─── Records
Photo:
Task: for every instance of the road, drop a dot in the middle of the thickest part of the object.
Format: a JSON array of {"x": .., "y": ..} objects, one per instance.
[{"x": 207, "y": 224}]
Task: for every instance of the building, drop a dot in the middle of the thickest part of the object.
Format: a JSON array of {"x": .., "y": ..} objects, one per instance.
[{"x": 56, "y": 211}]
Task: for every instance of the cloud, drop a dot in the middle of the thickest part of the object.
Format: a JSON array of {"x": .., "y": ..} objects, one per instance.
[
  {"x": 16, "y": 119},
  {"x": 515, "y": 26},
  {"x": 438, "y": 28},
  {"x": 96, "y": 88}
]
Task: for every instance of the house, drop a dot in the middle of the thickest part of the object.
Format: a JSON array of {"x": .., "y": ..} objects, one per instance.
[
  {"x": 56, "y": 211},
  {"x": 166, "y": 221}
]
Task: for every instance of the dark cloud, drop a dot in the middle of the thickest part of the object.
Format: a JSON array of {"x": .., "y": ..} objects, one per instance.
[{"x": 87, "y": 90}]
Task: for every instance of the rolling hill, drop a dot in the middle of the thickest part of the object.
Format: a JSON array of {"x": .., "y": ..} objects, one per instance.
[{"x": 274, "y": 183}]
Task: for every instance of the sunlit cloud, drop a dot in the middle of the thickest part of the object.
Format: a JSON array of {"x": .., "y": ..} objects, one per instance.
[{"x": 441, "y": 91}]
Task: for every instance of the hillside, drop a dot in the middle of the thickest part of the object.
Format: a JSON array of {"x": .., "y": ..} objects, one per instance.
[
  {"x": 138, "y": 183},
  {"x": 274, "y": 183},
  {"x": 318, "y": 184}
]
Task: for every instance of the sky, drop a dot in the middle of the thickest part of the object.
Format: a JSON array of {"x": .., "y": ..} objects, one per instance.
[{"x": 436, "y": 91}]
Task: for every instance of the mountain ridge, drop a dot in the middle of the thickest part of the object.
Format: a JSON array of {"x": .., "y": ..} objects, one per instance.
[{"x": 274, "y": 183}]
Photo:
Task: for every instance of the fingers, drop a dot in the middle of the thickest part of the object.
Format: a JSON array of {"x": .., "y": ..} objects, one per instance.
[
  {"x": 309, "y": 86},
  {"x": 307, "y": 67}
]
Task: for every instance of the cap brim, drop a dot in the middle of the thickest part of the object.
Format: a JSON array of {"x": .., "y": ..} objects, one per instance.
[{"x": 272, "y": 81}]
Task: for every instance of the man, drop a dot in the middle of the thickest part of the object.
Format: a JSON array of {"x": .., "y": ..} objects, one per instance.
──────
• [The exercise]
Using the entries above, please restate each one word for word.

• [Correct result]
Photo:
Task: for every instance of the road, drop a dot in the middle of the thickest part of the object.
Format: a JSON array of {"x": .., "y": ..} objects, one per instance.
[{"x": 207, "y": 224}]
Task: for every instance of the building, drop a dot in the middle of the thickest part of the object.
Format: a JSON array of {"x": .., "y": ..} objects, one per instance.
[{"x": 56, "y": 211}]
Task: for every instance of the cloud, drop a dot in the middle of the thickest part of the object.
Format: a JSON array of {"x": .., "y": ..} objects, one per instance.
[
  {"x": 16, "y": 119},
  {"x": 515, "y": 26},
  {"x": 438, "y": 28},
  {"x": 96, "y": 88}
]
Task: for every instance of the house, drop a dot in the middle of the thickest part of the object.
Format: a JSON array of {"x": .., "y": ..} objects, one per instance.
[
  {"x": 56, "y": 211},
  {"x": 166, "y": 221}
]
Task: for every instance of the dark cloud, drop a dot in the middle of the thickest part of the object.
Format: a JSON array of {"x": .., "y": ..} objects, one per instance.
[{"x": 87, "y": 90}]
Task: for every instance of the rolling hill, drop a dot in the middle of the thickest part of the object.
Format: a JSON array of {"x": .., "y": ..} objects, one per instance.
[{"x": 274, "y": 183}]
Task: for every instance of the sunlit cloud, drop a dot in the middle of the thickest part of the object.
Format: a JSON array of {"x": .., "y": ..} objects, one per instance.
[{"x": 441, "y": 91}]
Task: for every instance of the hillside, drop a dot in the middle of the thickest part of the object.
Format: a JSON array of {"x": .., "y": ..} objects, one per instance.
[
  {"x": 138, "y": 183},
  {"x": 274, "y": 183},
  {"x": 318, "y": 184}
]
Task: for every instance of the sky, drop a dot in the middle of the thickest part of the object.
Format: a JSON array of {"x": .., "y": ..} objects, one per instance.
[{"x": 436, "y": 91}]
Task: for every instance of the mountain ridge, drop a dot in the middle of the thickest part of the object.
Format: a JSON array of {"x": .., "y": ..} objects, one per instance.
[{"x": 274, "y": 183}]
Photo:
Task: for every instance of the fingers, drop a dot in the middle of the thickest part of the object.
Format: a JSON array of {"x": .., "y": ..} objects, one per instance.
[
  {"x": 309, "y": 86},
  {"x": 307, "y": 67}
]
Task: for every instance of the cap brim, drop a dot in the middle of the thickest part of the object.
Format: a JSON array of {"x": .., "y": ..} objects, one per instance.
[{"x": 272, "y": 81}]
Task: for every instance of the man, drop a dot in the middle of the thickest part of the object.
Format: a JSON array of {"x": .., "y": ..} objects, one per instance.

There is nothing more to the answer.